#### [Directions for this task]
Copy out each line exactly as it appears.

#### [Data for the task]
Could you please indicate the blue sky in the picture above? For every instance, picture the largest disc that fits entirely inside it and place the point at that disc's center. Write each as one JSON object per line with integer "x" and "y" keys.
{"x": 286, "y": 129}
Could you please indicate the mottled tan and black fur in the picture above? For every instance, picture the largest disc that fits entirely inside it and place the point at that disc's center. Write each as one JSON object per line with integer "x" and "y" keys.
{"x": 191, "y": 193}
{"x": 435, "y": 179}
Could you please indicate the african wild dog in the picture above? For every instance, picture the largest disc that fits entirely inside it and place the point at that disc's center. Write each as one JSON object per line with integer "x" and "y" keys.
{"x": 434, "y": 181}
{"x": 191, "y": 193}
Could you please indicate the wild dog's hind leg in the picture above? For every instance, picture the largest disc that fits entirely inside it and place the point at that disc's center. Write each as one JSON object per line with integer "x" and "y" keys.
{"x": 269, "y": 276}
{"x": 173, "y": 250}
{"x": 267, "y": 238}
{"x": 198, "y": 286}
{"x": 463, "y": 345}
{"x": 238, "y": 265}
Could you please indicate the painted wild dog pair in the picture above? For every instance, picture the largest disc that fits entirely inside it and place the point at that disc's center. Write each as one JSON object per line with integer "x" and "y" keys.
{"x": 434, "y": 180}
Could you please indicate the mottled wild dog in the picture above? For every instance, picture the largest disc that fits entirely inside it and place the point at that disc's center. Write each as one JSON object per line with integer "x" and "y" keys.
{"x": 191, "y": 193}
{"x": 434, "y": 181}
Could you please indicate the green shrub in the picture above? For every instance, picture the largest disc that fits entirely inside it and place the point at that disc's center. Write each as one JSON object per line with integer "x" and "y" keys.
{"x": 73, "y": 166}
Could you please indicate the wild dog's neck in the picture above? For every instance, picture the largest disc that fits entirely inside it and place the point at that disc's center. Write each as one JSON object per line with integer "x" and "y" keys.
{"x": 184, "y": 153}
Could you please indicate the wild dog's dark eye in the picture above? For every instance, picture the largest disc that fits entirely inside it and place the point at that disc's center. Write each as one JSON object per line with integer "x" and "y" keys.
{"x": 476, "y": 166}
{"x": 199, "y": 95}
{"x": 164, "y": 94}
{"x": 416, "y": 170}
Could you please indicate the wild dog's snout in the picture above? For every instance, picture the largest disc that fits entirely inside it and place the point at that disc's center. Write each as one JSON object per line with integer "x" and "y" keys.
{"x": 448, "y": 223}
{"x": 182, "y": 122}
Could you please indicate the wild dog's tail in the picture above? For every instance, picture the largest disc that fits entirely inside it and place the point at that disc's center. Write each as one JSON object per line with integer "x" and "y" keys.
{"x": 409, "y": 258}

#### [Correct result]
Could you please indicate the blue sky in the picture above? For every instance, picture the largest disc that fits entirely inside it and place the point at that disc's center. Write each as one JSON object per line with integer "x" and "y" keys.
{"x": 286, "y": 129}
Could you please indicate the mottled tan and black fur in the picture above? For every instance, picture the largest disc that fits entirely inside it and place the point at that disc's center. Write each as one JSON object per line with integer "x" and "y" keys.
{"x": 191, "y": 193}
{"x": 435, "y": 179}
Could you please indicate the african wild dog in the picture above? For every instance, picture the largest disc that fits entirely inside it and place the point at that disc's center. Write each as one JSON object per line with integer "x" and "y" keys.
{"x": 434, "y": 181}
{"x": 191, "y": 193}
Could you please indicate the wild dog's hind leg in the picture above? For every instance, picture the largest disc that fits entirely inside it and place the point at that disc's center. Write each as one JSON object per line with integer "x" and "y" keys.
{"x": 269, "y": 276}
{"x": 173, "y": 250}
{"x": 267, "y": 238}
{"x": 198, "y": 286}
{"x": 463, "y": 345}
{"x": 238, "y": 265}
Could you please indicate the painted wild dog pair in the picture above? For every instance, picture the largest disc that fits entirely inside it and place the point at that disc's center. Write each as one JSON object per line with integer "x" and "y" keys.
{"x": 434, "y": 180}
Could you please indicate the mottled wild dog in the picture above? For every instance, picture the largest disc that fits entirely inside it and place the point at that disc's center. Write each as one JSON object per line with integer "x" and "y" keys.
{"x": 191, "y": 193}
{"x": 434, "y": 181}
Could you please indicate the green shrub in the picture above? For every instance, picture the largest disc that fits entirely inside it and place the point at that disc's center. Write each as one JSON object per line with integer "x" and "y" keys.
{"x": 73, "y": 166}
Could you please indicate the wild dog's neck in the picture above? For every instance, picture the largest disc that fits entirely inside it and place the point at that disc's center. Write each as one JSON object per line with integer "x" and "y" keys.
{"x": 184, "y": 153}
Could you please indicate the wild dog's dark eye in the picture above? For every instance, picture the largest disc that fits entirely inside it and place the point at that disc's center. Write each as one JSON object per line with integer "x" and "y" keys.
{"x": 476, "y": 166}
{"x": 199, "y": 95}
{"x": 164, "y": 94}
{"x": 416, "y": 170}
Could you please indicate the wild dog's snout in the picture above? For every instance, picture the largest disc that fits entirely inside it and place the point at that disc's center. Write each as one JSON object per line with integer "x" and "y" keys.
{"x": 448, "y": 223}
{"x": 182, "y": 122}
Could you please indicate the wild dog's tail in the picture above? For every instance, picture the largest disc that fits entirely inside it and place the point at that disc's center. Write each as one JSON object per line with integer "x" and "y" keys.
{"x": 409, "y": 258}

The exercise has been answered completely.